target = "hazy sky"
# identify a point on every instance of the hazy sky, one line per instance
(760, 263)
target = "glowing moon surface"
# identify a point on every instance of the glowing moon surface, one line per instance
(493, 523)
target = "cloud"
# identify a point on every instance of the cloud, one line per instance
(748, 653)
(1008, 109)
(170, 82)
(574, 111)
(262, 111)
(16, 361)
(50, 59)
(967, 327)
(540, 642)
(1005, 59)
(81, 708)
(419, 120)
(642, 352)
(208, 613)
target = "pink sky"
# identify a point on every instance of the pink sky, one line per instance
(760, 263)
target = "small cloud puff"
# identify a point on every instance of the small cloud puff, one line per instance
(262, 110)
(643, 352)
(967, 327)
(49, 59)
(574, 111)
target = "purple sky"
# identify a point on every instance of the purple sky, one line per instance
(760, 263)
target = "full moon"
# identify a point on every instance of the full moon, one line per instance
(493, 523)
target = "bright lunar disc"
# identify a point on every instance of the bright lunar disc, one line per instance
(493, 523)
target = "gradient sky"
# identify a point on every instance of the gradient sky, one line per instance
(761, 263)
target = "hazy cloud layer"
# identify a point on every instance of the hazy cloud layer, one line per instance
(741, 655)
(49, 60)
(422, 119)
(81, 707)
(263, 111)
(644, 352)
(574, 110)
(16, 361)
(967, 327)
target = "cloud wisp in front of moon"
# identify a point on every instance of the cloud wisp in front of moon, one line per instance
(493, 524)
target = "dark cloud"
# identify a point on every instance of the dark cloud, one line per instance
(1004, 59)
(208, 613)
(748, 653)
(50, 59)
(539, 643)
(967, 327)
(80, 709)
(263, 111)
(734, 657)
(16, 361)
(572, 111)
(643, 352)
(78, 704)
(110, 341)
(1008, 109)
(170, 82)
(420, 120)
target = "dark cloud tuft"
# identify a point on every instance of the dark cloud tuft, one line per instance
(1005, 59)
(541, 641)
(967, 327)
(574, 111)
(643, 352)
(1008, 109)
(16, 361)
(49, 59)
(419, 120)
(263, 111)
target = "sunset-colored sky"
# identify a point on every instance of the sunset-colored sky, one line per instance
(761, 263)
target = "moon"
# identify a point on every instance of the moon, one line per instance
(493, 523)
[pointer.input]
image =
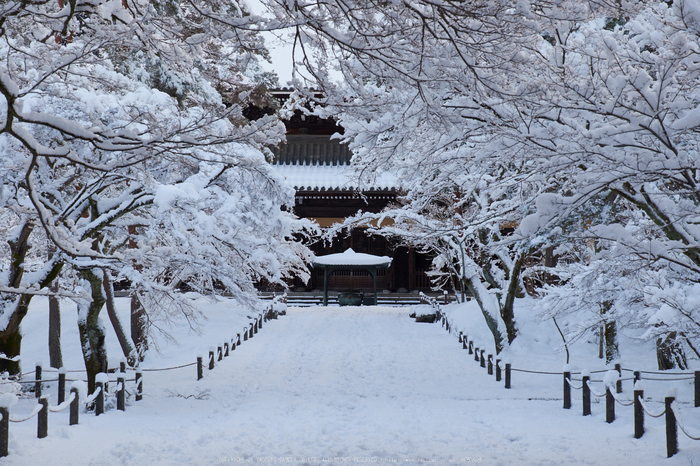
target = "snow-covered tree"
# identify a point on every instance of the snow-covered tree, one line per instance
(577, 101)
(123, 121)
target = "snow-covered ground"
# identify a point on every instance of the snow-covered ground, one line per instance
(346, 385)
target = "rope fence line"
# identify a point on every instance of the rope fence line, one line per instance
(613, 387)
(679, 420)
(646, 410)
(96, 400)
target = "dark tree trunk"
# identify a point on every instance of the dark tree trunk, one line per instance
(612, 352)
(669, 353)
(92, 336)
(55, 354)
(15, 306)
(514, 290)
(127, 347)
(139, 322)
(609, 333)
(139, 319)
(11, 344)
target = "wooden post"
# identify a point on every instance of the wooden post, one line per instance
(139, 386)
(42, 423)
(4, 431)
(671, 429)
(638, 410)
(100, 400)
(121, 391)
(61, 385)
(37, 377)
(586, 394)
(609, 406)
(74, 407)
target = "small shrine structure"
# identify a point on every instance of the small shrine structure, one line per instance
(350, 261)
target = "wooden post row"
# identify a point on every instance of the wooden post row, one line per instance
(121, 393)
(585, 377)
(37, 378)
(61, 385)
(139, 386)
(638, 410)
(4, 431)
(671, 429)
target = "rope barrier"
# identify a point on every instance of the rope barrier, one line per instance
(659, 372)
(169, 368)
(588, 383)
(612, 392)
(34, 412)
(679, 421)
(650, 413)
(534, 372)
(92, 397)
(62, 406)
(572, 385)
(669, 380)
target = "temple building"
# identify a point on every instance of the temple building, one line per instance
(318, 167)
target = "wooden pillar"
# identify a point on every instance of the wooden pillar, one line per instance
(411, 269)
(374, 280)
(326, 273)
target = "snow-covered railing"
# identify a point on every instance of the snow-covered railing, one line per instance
(102, 382)
(612, 384)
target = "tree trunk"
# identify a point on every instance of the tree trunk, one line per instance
(608, 333)
(11, 344)
(514, 289)
(612, 351)
(92, 335)
(55, 354)
(127, 346)
(669, 353)
(490, 309)
(139, 322)
(139, 319)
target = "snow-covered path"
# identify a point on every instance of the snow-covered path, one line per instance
(340, 385)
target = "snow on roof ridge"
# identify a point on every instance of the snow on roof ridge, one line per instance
(326, 176)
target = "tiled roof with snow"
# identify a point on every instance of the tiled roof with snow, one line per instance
(332, 178)
(350, 257)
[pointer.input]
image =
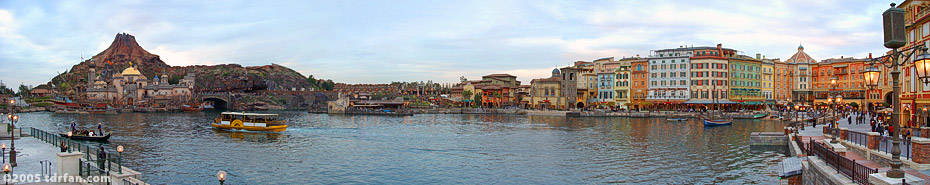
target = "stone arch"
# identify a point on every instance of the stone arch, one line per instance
(218, 103)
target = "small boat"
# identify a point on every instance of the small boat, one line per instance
(717, 122)
(676, 119)
(86, 137)
(249, 121)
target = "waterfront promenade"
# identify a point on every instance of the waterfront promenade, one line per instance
(815, 134)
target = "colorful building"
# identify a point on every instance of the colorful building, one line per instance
(605, 69)
(849, 83)
(768, 79)
(640, 88)
(745, 80)
(709, 75)
(668, 76)
(801, 90)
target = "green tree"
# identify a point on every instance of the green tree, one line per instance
(466, 94)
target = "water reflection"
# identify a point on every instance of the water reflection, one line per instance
(181, 148)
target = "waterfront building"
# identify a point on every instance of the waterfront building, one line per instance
(768, 79)
(849, 82)
(745, 80)
(130, 86)
(623, 81)
(784, 74)
(709, 75)
(640, 88)
(545, 93)
(606, 71)
(669, 76)
(800, 64)
(569, 87)
(914, 94)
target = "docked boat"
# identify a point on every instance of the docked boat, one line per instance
(250, 122)
(676, 119)
(87, 137)
(717, 122)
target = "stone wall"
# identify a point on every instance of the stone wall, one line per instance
(818, 172)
================================
== Given task ==
Pick out every line of the listing above that contains the word "wooden", and copy each one in full. Treat the match as case-sensitive.

== Task result ==
target = "wooden post"
# identify a point on every instance of the wooden post, one line per instance
target = "wooden post row"
# identify a point on every instance of the wooden post row, one line per instance
target = "wooden pillar"
# identify a point on every instance of the wooden pillar, one line per instance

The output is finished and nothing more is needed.